* What you are asked to do *
Return only those lines of the records below in which "white" appears.

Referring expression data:
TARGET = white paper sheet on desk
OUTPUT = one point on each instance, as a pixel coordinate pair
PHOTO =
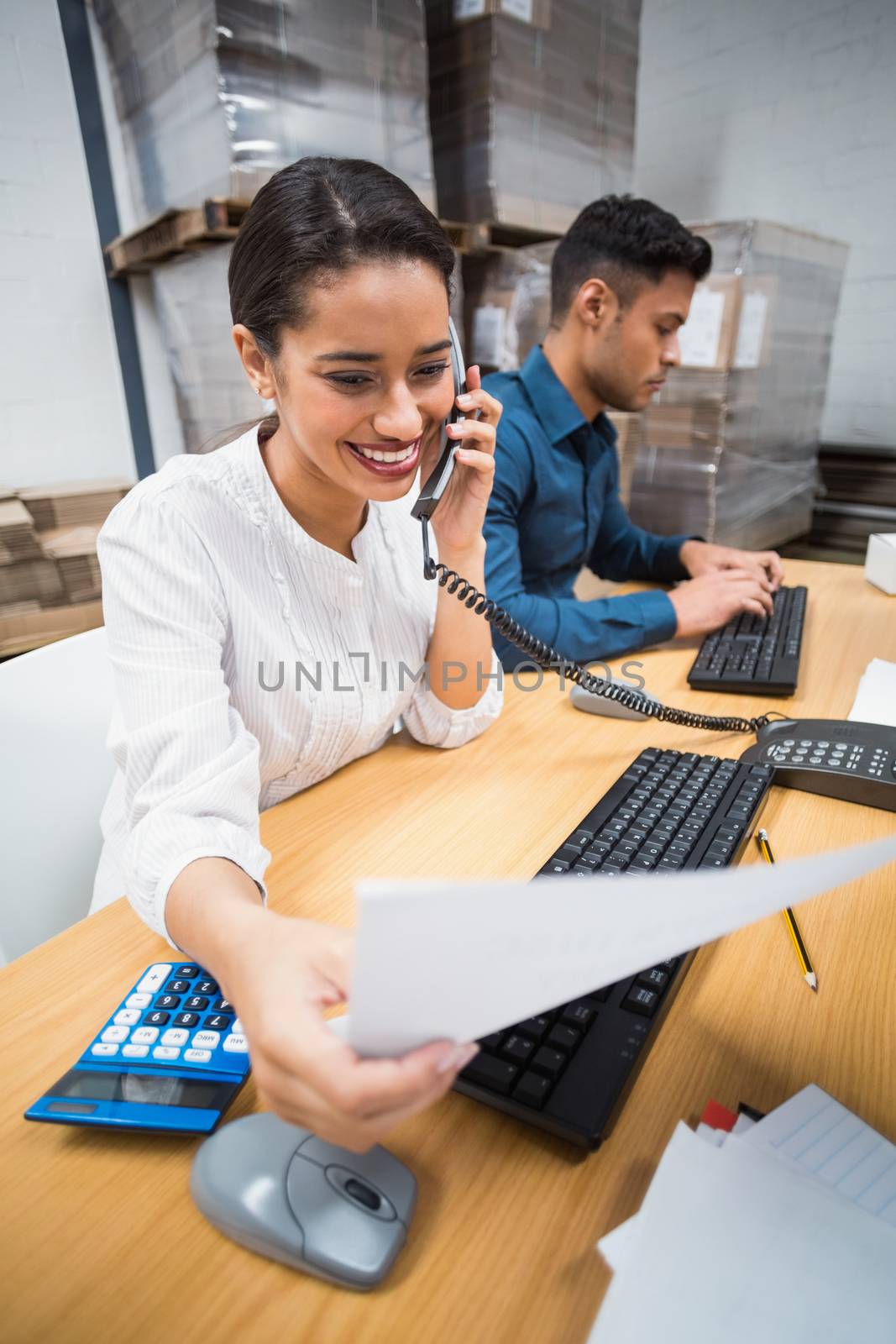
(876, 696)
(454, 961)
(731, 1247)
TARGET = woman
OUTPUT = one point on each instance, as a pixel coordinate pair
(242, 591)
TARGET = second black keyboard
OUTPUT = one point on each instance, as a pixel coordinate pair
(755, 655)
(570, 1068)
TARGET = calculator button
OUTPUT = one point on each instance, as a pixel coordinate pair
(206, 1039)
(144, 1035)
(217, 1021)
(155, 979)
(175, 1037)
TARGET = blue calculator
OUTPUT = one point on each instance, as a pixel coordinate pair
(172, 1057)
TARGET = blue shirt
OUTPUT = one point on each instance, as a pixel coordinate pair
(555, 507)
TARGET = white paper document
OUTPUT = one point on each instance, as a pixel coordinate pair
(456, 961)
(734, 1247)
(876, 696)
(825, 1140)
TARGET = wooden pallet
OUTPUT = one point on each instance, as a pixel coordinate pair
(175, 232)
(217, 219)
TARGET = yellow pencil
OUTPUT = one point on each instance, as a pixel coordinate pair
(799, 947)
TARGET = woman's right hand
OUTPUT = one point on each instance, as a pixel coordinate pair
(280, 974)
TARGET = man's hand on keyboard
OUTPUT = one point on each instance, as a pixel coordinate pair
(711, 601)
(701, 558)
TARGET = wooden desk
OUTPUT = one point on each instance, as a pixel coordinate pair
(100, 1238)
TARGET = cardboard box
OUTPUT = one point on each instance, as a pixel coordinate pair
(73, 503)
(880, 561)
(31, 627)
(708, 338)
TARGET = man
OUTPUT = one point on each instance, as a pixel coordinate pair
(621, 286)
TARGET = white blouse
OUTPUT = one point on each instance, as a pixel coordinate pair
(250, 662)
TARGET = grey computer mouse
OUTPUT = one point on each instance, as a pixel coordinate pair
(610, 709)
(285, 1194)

* * *

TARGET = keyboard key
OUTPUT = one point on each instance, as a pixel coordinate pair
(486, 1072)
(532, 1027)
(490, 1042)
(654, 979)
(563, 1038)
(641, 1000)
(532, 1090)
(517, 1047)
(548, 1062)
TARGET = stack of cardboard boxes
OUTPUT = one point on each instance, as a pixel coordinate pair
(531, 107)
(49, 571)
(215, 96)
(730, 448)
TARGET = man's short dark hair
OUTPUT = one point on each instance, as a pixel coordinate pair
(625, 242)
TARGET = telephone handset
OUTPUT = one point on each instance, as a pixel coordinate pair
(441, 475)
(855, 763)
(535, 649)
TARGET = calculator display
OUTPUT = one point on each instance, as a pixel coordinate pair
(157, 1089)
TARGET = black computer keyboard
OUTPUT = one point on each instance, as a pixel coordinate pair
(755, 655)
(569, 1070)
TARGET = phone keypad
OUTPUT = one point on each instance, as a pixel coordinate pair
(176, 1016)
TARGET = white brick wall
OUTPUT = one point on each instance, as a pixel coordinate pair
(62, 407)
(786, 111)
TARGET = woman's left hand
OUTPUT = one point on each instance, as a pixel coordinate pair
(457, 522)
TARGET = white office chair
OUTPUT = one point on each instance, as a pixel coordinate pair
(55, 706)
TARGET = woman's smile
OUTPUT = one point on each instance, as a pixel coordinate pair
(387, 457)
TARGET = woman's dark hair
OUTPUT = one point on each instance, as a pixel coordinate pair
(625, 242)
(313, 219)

* Written solution *
TARGET = white paper sheet on desk
TARGET = white paper document
TARGET = white blouse
TARGET = white brick wall
TARGET = white office chair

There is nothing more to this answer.